Word for word, and without a single picture, repeat the entries.

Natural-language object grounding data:
%%
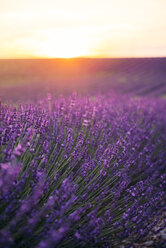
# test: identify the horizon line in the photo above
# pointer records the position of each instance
(72, 58)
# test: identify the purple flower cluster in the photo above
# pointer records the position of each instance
(81, 171)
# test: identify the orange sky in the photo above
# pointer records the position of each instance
(92, 28)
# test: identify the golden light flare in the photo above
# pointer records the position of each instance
(64, 43)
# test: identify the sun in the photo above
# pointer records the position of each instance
(64, 44)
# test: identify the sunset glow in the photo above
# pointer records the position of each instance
(89, 28)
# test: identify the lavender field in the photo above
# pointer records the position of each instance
(83, 153)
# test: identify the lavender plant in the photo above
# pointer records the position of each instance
(81, 171)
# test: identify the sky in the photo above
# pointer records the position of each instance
(82, 28)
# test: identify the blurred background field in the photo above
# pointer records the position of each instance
(27, 79)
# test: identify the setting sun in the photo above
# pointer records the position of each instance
(89, 28)
(63, 43)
%%
• **WRITTEN SOLUTION**
# test: identify the horizon line in the photo above
# pointer records the position of each instance
(72, 58)
# test: identify the purple flower cluster in the photo above
# pointer records the position of each instance
(81, 171)
# test: identify the orange sky in the photo above
# pointer records the position of each instance
(92, 28)
# test: identify the golden light flare in the photo above
# pointer records the position of each instance
(64, 43)
# test: identify the sun in the photo above
# pointer records the position of each instance
(64, 44)
# test: identify the sunset glow in the photo above
# pointer records the position of each instance
(89, 28)
# test: identify the lavender field in the photo above
# pointer records the position of each instance
(83, 153)
# test: identify the lavender plant in the photo above
# pointer records the position of each instance
(81, 171)
# test: identify the sky in the photo above
# pointer records the position of each instance
(82, 28)
# test: identify the blurred background field in the photo above
# pointer records the position of each instance
(27, 79)
# test: identify the setting sun in the photo above
# pointer records the position of each instance
(89, 28)
(63, 43)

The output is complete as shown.